## DATASET RECORDS

------------------------------------------------

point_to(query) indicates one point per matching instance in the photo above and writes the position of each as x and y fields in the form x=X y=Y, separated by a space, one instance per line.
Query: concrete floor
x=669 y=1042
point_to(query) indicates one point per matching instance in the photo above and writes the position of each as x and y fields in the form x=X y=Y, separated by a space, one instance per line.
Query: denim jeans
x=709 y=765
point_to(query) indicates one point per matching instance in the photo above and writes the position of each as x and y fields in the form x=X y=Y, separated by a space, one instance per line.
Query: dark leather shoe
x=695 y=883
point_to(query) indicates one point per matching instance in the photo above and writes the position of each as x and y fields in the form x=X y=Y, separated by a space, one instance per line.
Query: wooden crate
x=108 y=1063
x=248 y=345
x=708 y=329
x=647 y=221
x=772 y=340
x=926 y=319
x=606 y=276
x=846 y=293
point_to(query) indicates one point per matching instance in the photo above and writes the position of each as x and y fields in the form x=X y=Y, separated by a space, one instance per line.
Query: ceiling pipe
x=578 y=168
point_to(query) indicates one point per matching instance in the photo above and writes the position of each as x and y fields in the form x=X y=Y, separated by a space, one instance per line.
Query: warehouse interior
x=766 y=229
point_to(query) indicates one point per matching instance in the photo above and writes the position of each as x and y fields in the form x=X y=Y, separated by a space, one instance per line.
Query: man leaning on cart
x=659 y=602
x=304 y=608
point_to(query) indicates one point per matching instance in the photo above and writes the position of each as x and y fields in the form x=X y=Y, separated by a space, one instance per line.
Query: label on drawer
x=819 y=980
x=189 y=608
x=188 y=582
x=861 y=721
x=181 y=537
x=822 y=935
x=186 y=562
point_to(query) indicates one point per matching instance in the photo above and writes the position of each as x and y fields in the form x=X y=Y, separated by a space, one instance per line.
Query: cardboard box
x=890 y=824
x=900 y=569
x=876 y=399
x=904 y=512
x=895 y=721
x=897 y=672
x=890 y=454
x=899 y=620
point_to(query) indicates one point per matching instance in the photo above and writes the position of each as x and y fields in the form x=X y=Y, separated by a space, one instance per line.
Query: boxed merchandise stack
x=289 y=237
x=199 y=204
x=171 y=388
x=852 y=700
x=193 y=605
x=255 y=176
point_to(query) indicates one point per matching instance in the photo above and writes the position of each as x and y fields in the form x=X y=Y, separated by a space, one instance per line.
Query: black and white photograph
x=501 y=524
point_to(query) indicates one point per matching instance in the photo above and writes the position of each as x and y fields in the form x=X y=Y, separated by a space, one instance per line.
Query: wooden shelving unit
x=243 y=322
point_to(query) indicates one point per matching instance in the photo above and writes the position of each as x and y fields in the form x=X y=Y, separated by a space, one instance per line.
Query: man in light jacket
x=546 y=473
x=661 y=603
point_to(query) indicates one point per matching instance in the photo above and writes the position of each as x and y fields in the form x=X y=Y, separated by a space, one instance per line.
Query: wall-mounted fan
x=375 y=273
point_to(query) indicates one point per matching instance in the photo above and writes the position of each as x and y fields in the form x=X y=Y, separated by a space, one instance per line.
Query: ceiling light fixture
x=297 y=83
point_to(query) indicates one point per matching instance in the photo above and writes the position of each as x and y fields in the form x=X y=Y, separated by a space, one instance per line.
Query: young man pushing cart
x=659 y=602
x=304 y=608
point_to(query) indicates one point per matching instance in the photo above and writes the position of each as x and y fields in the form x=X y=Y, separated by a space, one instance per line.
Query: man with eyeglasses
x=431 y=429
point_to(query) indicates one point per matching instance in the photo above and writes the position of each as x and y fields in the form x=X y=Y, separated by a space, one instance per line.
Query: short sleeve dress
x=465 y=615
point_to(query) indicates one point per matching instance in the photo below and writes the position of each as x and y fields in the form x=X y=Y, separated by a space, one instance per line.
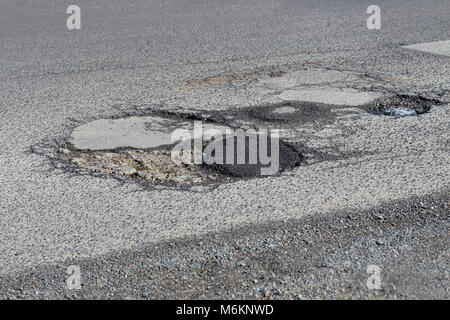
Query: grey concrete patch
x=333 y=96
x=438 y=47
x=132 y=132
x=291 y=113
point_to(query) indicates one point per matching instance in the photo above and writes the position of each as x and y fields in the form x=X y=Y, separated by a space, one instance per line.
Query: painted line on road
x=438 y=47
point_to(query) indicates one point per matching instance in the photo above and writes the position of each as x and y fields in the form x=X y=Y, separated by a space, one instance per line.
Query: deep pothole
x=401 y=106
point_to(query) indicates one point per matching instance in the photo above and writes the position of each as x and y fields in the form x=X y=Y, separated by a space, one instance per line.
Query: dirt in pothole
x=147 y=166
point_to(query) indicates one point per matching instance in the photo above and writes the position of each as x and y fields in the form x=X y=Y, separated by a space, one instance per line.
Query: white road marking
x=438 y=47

------------------------------------------------

## INSTRUCTIONS FOR THE TASK
Leaving the pictures aside, transcribe the entire listing exactly.

## THE REPLY
point_to(query) indicates one point per matching instance in the photo above and writes the position of each as x and y fields in the form x=X y=Y, separated by a space, one instance per line.
Query: concrete floor
x=669 y=1042
point_to(query) indicates one point per matching instance in the photo above and writes the position of each as x and y fields in the form x=X y=Y, separated by a space, one instance per line.
Query: denim jeans
x=709 y=765
point_to(query) indicates one point per matching instance in the photo above and writes the position of each as x and y fields in the form x=X y=Y, separated by a space, one instance per line.
Query: dark leather shoe
x=695 y=883
point_to(query) indicates one point per matching instance in the photo above and writes the position of each as x and y fields in the form x=X y=Y, separated by a space, one instance per line.
Query: wooden crate
x=108 y=1063
x=248 y=345
x=708 y=329
x=647 y=221
x=772 y=340
x=926 y=319
x=606 y=276
x=846 y=293
point_to(query) indicates one point per matching instance in the photo above and writes the position of each as x and y fields in the form x=X y=Y, separated by a space, one instance per line.
Query: ceiling pipe
x=578 y=168
point_to(query) indicates one point per matching instance in the photo above and writes the position of each as x and y fields in the form x=X y=Y, separated by a space, one instance per line.
Query: warehouse interior
x=766 y=229
point_to(query) indicates one point per matching instance in the photo above and writes the position of each as x and y fields in the form x=X y=Y, separated by a space, one instance per line.
Query: man leaning on cart
x=659 y=602
x=304 y=608
point_to(query) indicates one point per matching instance in the photo above and writes the position of each as x and y fields in the form x=X y=Y, separated by a space, one instance per line.
Query: label on drawer
x=819 y=980
x=189 y=608
x=188 y=582
x=861 y=721
x=181 y=537
x=822 y=935
x=186 y=562
point_to(query) indicates one point per matching instance in the photo above and writes the position of each as x and y fields in the form x=X y=Y, separated by a space, one instance per line.
Query: cardboard box
x=890 y=824
x=900 y=569
x=876 y=399
x=904 y=512
x=895 y=721
x=897 y=672
x=890 y=454
x=899 y=620
point_to(query) indicates one point per matching instance in the photo above and writes the position of each as x and y fields in the form x=X y=Y, separated by a space, one instance per line.
Query: boxed merchandise stack
x=289 y=237
x=199 y=204
x=171 y=388
x=852 y=700
x=193 y=605
x=255 y=176
point_to(query) indicates one point per matching instance in the photo above and writes the position of each as x and y fields in the form x=X y=Y, separated by a space, one instance per line.
Query: black and white photograph
x=501 y=524
point_to(query) indicates one point per matching instance in the photo above and writes the position of each as x and y fields in the form x=X y=Y, separated by a space, one instance per line.
Query: wooden shelving unit
x=243 y=322
point_to(query) indicates one point per matching instance in the photo above and writes the position of each as x and y fields in the form x=X y=Y, separated by a space, one instance per line.
Query: man in light jacket
x=546 y=473
x=661 y=603
point_to(query) indicates one point per matching instance in the photo above and writes the position of each as x and y fields in the form x=X y=Y, separated by a space, one instance per line.
Query: wall-mounted fan
x=375 y=273
point_to(query) indicates one point per matching instance in the photo above and writes the position of each as x and y fields in the form x=X y=Y, separated by a space, one instance per line.
Query: ceiling light fixture
x=297 y=83
point_to(query) indicates one point per matching instance in the photo above and writes the position of each as x and y fields in the form x=X y=Y, separated by a space, one instance per line.
Query: young man pushing cart
x=659 y=602
x=304 y=608
point_to(query) indicates one point per matching instance in the photo above and writes the position of each as x and y fields in the form x=X y=Y, separated by a space, one instance per line.
Query: man with eyeglasses
x=431 y=429
point_to(query) indicates one point per matching instance in the photo above and writes the position of each as x and y fields in the form x=X y=Y, separated by a space, one instance per line.
Query: short sleeve dress
x=465 y=615
point_to(query) indicates one point per matching instance in the photo below and writes the position of each as x and y fields in the form x=X y=Y, separated by a space, one instance per line.
Query: grey concrete patch
x=333 y=96
x=438 y=47
x=132 y=132
x=291 y=113
point_to(query) indicates one point per matching instance in the photo above and writes the position of each as x and y fields in the form x=X y=Y, separated by a space, one instance per line.
Query: painted line on road
x=438 y=47
point_to(query) indicates one point per matching instance in the photo above and writes the position of each as x and y fields in the form x=X y=Y, separated by a space, one instance per line.
Query: deep pothole
x=401 y=106
point_to(query) indicates one point per matching instance in the photo above and writes the position of each as x and y fields in the form x=X y=Y, separated by a space, one instance per line.
Query: dirt in pothole
x=147 y=166
point_to(query) indicates one point per matching instance in the photo above and writes the position of each as x and y fields in the form x=X y=Y, separated by a space, one instance per line.
Query: white road marking
x=438 y=47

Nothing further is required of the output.